### To do
Copy the material below word for word, from its first line through the line containing "80,0,98,100", and leave the pictures out.

Labeled box records:
--------

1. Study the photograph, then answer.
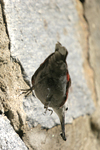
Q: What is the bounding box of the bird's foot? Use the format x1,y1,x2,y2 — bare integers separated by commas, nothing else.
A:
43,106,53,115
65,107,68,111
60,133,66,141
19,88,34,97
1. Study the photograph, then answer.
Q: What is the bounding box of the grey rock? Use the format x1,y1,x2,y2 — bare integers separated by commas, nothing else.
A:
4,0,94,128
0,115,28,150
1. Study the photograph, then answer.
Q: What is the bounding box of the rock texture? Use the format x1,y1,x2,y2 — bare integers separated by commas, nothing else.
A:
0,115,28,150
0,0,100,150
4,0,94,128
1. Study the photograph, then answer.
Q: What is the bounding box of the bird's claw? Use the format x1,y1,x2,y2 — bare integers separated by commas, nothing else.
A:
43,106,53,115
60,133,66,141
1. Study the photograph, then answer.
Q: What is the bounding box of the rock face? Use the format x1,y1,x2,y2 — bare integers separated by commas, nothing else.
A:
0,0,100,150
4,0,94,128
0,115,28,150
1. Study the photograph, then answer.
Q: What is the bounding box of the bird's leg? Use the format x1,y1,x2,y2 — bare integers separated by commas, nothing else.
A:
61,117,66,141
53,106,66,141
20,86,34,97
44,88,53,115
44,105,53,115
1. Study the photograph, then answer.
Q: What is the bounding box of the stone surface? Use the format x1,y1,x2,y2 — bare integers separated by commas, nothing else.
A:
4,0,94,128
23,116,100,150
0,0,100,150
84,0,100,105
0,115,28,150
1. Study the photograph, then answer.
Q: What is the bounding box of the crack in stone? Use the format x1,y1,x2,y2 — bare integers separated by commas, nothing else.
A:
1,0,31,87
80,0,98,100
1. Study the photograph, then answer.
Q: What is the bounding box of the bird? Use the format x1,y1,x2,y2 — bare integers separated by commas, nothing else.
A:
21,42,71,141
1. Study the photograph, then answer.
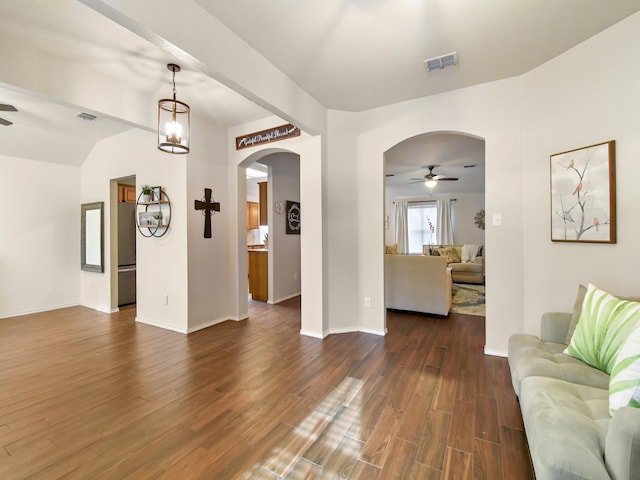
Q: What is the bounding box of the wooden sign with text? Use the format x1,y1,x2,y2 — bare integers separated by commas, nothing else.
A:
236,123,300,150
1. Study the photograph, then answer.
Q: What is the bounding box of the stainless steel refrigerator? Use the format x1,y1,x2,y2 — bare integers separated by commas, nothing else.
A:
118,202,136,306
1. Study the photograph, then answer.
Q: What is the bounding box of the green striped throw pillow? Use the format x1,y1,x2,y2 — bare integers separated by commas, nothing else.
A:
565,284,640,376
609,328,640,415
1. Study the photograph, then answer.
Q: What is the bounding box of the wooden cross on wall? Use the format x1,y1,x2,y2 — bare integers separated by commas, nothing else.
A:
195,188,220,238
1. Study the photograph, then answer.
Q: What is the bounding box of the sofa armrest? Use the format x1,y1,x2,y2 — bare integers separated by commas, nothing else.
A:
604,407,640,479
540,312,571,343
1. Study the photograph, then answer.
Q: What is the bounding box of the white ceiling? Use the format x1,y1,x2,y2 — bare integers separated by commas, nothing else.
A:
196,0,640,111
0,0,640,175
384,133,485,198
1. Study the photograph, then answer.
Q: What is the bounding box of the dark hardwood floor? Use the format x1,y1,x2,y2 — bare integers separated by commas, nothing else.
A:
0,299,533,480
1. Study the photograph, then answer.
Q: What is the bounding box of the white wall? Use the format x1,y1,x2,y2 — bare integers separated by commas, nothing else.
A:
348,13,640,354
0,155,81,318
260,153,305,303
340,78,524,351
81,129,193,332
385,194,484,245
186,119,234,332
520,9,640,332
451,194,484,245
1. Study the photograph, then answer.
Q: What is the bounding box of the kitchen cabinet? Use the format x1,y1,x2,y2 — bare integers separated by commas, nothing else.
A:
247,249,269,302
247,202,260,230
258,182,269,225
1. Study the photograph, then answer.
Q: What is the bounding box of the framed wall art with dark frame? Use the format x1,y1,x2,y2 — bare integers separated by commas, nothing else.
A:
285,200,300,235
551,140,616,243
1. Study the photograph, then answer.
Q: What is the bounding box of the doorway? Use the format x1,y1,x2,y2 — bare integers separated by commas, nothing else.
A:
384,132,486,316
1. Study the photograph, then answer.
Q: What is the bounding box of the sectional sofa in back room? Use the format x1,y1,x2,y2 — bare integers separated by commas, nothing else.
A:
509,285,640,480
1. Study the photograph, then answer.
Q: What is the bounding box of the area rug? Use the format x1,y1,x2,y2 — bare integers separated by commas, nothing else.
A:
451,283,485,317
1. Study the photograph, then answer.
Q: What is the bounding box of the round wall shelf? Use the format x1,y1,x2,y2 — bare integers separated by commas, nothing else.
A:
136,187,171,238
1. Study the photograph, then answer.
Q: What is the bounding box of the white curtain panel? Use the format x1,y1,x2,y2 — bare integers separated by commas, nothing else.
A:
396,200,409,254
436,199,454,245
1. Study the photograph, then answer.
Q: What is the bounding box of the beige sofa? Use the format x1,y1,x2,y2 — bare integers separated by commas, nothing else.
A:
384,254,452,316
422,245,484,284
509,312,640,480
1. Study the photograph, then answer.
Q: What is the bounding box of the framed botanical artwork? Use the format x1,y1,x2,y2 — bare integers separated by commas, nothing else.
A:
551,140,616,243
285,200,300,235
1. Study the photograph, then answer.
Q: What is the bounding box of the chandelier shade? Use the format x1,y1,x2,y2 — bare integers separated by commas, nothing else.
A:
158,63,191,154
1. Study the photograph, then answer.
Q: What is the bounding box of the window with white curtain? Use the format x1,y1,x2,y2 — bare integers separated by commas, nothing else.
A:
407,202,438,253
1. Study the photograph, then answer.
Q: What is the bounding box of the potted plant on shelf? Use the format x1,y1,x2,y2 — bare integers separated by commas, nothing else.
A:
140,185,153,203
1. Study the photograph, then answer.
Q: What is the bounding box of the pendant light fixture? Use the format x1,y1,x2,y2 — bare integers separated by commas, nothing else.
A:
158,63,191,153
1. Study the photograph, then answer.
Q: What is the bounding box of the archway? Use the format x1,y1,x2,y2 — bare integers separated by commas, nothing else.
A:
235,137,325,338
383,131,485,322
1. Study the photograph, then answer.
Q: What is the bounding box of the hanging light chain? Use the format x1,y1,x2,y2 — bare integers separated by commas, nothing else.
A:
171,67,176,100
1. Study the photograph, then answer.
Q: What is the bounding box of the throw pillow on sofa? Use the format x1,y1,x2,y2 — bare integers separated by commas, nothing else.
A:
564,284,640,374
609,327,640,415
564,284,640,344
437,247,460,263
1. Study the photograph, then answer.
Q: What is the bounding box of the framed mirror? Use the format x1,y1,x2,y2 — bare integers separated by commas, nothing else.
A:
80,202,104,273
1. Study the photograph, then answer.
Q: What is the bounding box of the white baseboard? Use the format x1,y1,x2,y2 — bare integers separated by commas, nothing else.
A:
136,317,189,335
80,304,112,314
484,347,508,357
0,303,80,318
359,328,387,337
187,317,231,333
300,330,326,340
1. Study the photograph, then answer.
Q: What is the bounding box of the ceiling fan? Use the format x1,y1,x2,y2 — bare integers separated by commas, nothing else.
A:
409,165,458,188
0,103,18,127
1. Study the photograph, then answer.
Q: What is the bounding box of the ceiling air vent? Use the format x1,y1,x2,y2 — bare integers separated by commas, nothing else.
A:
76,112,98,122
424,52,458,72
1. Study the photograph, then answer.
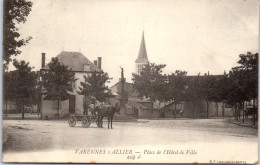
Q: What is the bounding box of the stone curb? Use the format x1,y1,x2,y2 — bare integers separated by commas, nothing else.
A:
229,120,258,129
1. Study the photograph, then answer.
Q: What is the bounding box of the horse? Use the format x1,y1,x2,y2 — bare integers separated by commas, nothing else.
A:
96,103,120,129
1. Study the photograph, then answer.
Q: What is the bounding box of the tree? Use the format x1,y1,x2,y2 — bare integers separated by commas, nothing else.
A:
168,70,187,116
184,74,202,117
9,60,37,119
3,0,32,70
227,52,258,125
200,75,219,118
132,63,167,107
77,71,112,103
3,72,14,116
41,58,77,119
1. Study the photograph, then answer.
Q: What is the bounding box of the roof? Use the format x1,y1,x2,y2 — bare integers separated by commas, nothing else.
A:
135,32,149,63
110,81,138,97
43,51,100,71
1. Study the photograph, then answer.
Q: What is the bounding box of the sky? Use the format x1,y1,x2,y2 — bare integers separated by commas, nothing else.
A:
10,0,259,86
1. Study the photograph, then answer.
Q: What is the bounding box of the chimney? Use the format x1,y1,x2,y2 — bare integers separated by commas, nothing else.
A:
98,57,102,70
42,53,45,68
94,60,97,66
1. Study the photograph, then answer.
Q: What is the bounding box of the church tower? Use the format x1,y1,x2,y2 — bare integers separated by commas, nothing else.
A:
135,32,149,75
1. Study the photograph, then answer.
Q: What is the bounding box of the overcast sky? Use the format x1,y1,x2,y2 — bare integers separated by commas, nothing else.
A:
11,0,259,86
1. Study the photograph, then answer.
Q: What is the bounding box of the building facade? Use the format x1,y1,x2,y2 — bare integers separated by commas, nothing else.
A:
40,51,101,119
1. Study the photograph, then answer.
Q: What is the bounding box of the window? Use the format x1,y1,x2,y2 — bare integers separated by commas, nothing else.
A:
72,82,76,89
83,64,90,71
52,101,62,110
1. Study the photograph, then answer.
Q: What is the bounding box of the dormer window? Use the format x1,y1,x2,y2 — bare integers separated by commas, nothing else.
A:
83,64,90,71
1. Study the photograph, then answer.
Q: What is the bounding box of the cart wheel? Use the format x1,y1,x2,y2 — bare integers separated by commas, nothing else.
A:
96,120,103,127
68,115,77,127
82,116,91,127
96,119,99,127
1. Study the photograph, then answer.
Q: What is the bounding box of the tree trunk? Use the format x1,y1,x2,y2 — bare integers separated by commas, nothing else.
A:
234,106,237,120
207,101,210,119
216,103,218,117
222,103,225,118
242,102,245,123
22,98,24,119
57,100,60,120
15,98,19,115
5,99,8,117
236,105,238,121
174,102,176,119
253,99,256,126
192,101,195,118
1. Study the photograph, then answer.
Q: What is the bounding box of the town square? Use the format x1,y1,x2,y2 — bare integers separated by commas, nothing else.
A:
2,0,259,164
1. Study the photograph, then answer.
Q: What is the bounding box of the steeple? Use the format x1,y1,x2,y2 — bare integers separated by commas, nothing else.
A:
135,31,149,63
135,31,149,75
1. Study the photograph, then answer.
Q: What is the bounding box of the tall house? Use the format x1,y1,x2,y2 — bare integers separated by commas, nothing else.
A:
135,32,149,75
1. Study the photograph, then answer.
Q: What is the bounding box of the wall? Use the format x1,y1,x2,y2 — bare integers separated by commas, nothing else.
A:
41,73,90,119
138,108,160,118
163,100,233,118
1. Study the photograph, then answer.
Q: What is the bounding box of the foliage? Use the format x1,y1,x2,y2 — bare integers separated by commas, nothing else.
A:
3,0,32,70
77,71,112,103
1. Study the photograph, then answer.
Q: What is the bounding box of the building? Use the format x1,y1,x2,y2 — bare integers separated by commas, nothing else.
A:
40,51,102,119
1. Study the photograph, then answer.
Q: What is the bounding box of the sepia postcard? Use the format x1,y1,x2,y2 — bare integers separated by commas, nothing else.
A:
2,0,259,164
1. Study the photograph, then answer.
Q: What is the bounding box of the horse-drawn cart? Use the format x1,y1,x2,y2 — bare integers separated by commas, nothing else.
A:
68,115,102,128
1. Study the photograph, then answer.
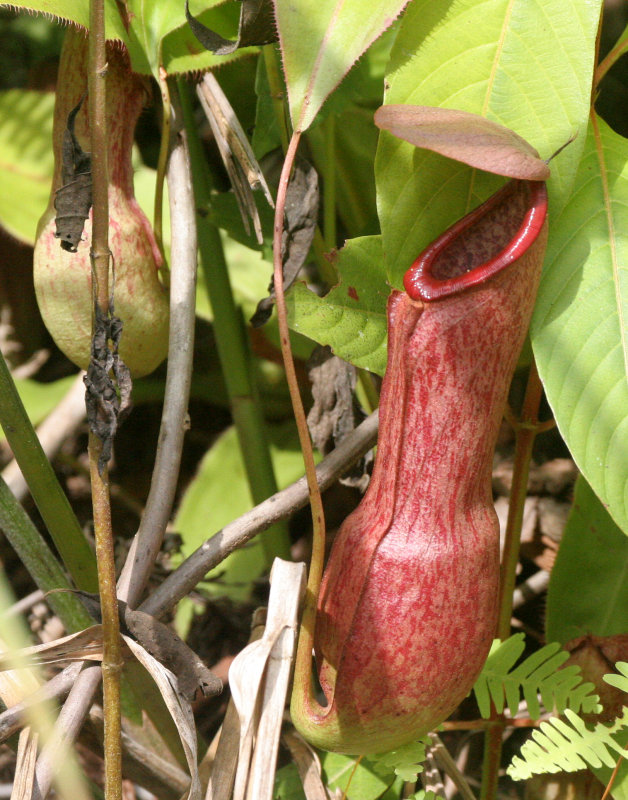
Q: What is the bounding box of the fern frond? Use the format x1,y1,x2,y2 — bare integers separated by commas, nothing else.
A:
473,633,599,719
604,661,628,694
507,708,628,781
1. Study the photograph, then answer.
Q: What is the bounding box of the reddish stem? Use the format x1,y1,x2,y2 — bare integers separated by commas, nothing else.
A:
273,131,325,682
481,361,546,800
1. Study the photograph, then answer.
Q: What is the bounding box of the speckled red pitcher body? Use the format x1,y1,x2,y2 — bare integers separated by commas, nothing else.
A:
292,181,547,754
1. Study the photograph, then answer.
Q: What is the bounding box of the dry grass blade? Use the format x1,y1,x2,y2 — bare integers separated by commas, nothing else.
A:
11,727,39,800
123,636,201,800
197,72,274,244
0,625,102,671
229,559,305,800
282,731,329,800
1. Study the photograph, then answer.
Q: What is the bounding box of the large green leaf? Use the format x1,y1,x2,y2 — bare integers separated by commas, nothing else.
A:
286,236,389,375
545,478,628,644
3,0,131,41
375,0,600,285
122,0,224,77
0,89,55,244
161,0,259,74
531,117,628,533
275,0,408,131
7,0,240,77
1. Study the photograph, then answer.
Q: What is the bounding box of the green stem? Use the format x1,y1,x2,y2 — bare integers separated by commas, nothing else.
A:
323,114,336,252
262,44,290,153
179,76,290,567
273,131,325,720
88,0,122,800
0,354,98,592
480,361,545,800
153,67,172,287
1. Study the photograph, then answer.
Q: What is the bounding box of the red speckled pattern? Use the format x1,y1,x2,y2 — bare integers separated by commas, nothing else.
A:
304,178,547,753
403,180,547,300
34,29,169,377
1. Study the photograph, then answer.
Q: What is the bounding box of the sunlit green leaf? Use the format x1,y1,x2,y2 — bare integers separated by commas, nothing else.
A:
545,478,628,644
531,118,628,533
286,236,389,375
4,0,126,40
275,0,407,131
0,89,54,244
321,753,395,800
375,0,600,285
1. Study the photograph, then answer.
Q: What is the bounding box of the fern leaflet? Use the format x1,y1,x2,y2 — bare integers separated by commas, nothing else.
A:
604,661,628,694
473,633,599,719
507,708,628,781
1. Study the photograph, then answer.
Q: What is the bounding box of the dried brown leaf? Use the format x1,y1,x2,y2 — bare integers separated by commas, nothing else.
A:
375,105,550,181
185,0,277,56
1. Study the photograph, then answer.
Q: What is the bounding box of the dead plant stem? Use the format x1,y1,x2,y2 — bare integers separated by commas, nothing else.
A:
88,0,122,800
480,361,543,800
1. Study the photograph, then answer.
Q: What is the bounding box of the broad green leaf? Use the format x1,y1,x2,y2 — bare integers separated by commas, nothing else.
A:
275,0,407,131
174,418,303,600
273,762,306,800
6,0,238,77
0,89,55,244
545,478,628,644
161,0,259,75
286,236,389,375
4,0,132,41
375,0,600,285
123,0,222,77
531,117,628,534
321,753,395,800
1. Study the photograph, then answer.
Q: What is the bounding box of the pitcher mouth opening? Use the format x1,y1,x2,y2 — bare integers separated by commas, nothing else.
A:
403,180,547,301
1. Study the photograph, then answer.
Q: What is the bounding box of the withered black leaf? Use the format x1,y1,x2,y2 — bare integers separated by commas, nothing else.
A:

--------

### Task output
1. Study the photograph, then answer.
Q: What is the bounding box of the bird's foot? Use the format x1,y1,x2,y2 — bare integers separated by commas, nothing else.
A:
43,106,53,115
65,107,68,111
60,133,66,141
19,88,34,97
1. Study the photograph, then answer.
Q: What is the bounding box of the grey rock? Use the format x1,y1,x2,y2 — bare integers separated by commas, nothing else.
A:
4,0,94,128
0,115,28,150
1. Study the photograph, then answer.
Q: What is the bounding box of the rock texture? Use the format x1,y1,x2,y2 — bare integers separated by commas, nothing else.
A:
0,115,28,150
0,0,100,150
4,0,94,128
1. Study the photograph, then answer.
Q: What is the bounding box of the bird's claw? Use the format x1,y1,x2,y2 — bare integers separated by commas, nothing else.
A:
43,106,53,115
60,133,66,141
1. Study the photograph, then answer.
Q: What is the bounding box of the rock face? Use the format x1,y1,x2,y2 — bare integers separated by commas, nothing else.
A:
0,0,100,150
4,0,94,128
0,115,28,150
1. Study the photograph, then answer.
Q: What is the bounding box of the bird's leg? Use the format x1,y1,x2,y2 — bare integers separated by commas, nothing else.
A:
61,117,66,141
53,106,66,141
20,86,34,97
44,88,53,115
44,105,53,115
1. Study the photograph, then answer.
Q: What is the bounding box of the stone surface? Use the format x1,y1,x2,y2 — bare integers separated by commas, nothing else.
A:
4,0,94,128
23,116,100,150
0,0,100,150
84,0,100,105
0,115,28,150
1. Study the photograph, then answer.
Q: What is the bounding box of the crack in stone? Use the format x1,y1,x2,y2 — bare integers separated by commas, nothing else.
A:
1,0,31,87
80,0,98,100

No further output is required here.